REQUIREMENTS: Display every line of the data below that contains the word "flower".
───── DATA FOR PROCESSING
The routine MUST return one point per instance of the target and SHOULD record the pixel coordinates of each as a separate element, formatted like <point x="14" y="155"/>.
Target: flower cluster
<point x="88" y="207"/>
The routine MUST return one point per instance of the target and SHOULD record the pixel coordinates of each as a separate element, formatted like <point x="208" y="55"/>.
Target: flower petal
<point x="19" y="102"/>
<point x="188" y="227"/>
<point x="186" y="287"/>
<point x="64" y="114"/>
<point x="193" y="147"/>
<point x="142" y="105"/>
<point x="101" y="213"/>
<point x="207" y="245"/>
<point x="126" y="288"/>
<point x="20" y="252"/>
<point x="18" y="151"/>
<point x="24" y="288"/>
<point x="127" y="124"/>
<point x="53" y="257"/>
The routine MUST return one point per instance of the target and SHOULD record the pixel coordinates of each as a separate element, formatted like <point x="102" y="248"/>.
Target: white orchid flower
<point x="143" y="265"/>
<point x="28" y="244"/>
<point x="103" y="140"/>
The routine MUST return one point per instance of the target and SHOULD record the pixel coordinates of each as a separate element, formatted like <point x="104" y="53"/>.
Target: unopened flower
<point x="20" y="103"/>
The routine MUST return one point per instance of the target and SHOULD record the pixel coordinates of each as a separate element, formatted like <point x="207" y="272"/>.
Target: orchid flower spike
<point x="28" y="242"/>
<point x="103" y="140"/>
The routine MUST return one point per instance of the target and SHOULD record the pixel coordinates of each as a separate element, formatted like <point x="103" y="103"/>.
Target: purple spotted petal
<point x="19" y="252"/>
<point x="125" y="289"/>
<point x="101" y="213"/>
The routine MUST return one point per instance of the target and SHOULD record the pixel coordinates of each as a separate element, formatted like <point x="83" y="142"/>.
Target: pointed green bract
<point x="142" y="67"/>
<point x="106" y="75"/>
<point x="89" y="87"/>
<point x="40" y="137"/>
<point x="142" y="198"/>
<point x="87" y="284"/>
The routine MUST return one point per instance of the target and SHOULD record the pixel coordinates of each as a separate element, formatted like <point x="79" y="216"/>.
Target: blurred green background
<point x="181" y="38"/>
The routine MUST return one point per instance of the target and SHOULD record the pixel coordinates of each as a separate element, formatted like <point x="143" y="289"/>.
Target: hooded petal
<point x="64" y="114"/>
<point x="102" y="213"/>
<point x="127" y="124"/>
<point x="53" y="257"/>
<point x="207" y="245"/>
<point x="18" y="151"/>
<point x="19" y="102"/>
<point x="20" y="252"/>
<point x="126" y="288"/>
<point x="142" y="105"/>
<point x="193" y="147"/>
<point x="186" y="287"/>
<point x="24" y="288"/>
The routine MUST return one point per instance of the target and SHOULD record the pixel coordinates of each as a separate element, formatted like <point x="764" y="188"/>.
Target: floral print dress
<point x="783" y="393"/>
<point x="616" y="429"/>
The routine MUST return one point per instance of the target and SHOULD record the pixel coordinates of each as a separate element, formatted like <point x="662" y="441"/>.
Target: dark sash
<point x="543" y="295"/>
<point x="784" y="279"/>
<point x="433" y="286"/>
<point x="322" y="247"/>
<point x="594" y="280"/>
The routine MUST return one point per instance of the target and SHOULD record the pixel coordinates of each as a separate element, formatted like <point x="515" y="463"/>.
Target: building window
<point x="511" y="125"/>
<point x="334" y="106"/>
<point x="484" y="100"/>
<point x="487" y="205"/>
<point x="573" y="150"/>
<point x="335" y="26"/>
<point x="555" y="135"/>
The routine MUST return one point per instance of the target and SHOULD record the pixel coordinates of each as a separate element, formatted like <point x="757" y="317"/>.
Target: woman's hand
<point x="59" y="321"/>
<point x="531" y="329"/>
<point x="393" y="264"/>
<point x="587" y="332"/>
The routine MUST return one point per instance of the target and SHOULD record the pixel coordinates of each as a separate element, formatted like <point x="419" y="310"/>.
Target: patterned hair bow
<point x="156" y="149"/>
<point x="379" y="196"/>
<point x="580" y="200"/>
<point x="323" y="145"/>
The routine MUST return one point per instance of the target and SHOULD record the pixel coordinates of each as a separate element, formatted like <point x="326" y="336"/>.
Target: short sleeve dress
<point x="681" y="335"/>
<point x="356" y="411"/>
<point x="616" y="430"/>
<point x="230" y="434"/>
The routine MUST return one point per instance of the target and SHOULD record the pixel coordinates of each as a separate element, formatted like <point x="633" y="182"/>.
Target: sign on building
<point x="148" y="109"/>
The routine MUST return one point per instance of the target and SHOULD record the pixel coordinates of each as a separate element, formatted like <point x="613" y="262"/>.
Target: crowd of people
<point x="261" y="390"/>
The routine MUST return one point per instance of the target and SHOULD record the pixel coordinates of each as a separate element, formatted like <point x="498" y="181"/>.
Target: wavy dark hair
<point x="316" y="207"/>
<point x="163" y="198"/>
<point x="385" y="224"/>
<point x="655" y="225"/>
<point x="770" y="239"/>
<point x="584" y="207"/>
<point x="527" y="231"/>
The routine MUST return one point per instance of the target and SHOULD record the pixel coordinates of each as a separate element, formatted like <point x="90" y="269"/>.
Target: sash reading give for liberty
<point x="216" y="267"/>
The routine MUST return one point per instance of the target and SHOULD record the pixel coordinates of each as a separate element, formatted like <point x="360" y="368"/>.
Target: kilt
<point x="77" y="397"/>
──────────
OUTPUT OF THE TASK:
Target: flower cluster
Target: flower petal
Target: white orchid flower
Target: unopened flower
Target: orchid flower spike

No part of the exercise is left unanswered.